◆ TASK INSTRUCTIONS
1. Answer these questions from the column on Canada and Cuba:
(a) Who was Canada's Foreign Affairs Minister at the time of the quoted statement?
(b) What phrase did George Bush use to describe Cuba?
(c) How many Canadian tourists visited Cuba last year?
2. In the column on Canada and Cuba, quote the stretch from "The story that" through "and economic changes.".

-- BEGIN PASSAGE --

600,000 Canadian tourists
Posted By Hoy, Claire
Posted 7 hours ago
A recent headline summed it up neatly: "Canada talks softly on Cuba, 
while Bush prefers big stick."
The story that sparked the headline - just a couple of days after 
commemoration of the Day of Solidarity with the Cuban people - cited a 
comment from Canada's then-Foreign Affairs Minister Maxine Bernier 
expressing the fond (and totally unrealistic) hope that the recent 
replacement of Fidel Castro as president by his brother Raul will lead 
to political and economic changes.
Fat chance.
"Canada continues to monitor developments in Cuba closely," said 
Bernier, "and we are concerned about the plight of political prisoners, 
especially those suffering from poor health. It is our hope that recent 
shifts will open the way for the Cuban people to pursue a process of 
political and economic reform."
The story - which cited, by way of contrast, U.S. President George 
Bush's description of Cuba as a "tropical gulag" - went on to say that 
Bernier's statement also acknowledged Canada's long-standing "links" 
with Cuba, dating back several decades.
Actually, they date back to Pierre Trudeau's shameless and very public 
catering to Castro, an unrepentant dictatorial tyrant - admired by the 
Canadian left because he's so anti-American - and manifests itself in 
Canadians consistently leading the world in tourism to the island state.
Last year, for example, more than 600,000 Canadian tourists visited 
Cuba, not only attracted by the beautiful beaches - which also exist in 
every other Caribbean country - but by the unmatched bargains, the cost 
of which are borne by the virtual slave labor provided by the Cuban 
state on behalf of our dutiful tourists.

-- END PASSAGE --
-- BEGIN PROVIDED INFORMATION --

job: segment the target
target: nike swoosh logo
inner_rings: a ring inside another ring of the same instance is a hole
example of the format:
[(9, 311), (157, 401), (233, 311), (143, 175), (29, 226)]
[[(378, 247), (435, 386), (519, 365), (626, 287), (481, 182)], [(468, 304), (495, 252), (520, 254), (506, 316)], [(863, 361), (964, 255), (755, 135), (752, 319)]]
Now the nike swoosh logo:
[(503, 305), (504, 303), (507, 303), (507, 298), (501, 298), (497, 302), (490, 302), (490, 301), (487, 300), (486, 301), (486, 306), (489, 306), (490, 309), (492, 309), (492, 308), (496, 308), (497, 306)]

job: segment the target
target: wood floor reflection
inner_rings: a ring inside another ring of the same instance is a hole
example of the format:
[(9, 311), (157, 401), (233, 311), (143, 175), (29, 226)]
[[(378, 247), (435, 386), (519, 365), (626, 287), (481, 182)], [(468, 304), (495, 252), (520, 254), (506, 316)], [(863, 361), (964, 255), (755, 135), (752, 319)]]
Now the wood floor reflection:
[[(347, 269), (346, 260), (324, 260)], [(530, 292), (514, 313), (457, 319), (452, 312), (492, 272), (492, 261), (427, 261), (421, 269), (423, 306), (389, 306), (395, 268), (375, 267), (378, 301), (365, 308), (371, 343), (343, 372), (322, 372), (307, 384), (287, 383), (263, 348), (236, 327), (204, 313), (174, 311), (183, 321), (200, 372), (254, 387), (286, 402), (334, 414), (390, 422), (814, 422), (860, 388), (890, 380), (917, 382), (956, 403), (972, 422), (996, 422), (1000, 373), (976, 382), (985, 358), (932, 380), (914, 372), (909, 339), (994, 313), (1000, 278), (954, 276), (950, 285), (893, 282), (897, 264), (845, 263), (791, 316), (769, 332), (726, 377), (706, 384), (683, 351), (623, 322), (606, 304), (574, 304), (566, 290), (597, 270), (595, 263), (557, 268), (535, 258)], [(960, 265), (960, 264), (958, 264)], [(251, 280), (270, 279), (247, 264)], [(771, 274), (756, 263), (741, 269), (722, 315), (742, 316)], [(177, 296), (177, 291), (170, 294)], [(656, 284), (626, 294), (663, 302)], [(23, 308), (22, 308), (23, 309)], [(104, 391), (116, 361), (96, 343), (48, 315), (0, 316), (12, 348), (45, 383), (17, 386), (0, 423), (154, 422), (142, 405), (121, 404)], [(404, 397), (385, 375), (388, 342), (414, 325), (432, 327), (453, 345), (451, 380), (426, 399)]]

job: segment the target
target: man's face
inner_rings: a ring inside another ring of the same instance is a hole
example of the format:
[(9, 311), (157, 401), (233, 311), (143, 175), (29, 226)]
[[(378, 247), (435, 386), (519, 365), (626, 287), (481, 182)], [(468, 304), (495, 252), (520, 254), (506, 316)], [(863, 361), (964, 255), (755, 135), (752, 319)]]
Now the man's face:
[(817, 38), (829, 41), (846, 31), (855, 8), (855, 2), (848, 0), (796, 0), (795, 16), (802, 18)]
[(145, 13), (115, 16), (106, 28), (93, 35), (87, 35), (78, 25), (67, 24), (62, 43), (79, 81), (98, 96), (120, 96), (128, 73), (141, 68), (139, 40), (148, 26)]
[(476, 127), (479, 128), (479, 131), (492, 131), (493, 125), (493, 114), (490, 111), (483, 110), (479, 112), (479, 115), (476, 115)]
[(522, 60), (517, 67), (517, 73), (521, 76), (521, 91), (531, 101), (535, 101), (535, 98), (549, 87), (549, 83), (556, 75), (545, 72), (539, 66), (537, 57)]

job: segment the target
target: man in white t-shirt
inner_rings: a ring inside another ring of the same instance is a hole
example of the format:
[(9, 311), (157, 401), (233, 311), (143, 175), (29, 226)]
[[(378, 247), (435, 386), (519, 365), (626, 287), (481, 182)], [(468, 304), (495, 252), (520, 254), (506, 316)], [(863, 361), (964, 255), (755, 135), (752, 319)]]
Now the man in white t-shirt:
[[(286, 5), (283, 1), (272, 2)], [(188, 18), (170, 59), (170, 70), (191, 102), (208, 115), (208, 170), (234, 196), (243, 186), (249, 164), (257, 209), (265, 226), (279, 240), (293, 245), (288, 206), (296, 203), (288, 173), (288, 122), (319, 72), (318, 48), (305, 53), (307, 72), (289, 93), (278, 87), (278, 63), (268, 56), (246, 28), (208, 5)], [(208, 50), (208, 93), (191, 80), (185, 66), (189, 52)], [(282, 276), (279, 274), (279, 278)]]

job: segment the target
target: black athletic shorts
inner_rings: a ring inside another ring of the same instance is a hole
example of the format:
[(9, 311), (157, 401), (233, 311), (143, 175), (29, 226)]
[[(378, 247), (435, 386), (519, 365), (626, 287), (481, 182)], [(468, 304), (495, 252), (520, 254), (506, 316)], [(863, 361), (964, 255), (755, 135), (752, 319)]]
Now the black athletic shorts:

-- END PROVIDED INFORMATION --

◆ ANSWER SET
1.
(a) Maxine Bernier
(b) "tropical gulag"
(c) More than 600,000

2.
The story that sparked the headline - just a couple of days after 
commemoration of the Day of Solidarity with the Cuban people - cited a 
comment from Canada's then-Foreign Affairs Minister Maxine Bernier 
expressing the fond (and totally unrealistic) hope that the recent 
replacement of Fidel Castro as president by his brother Raul will lead 
to political and economic changes.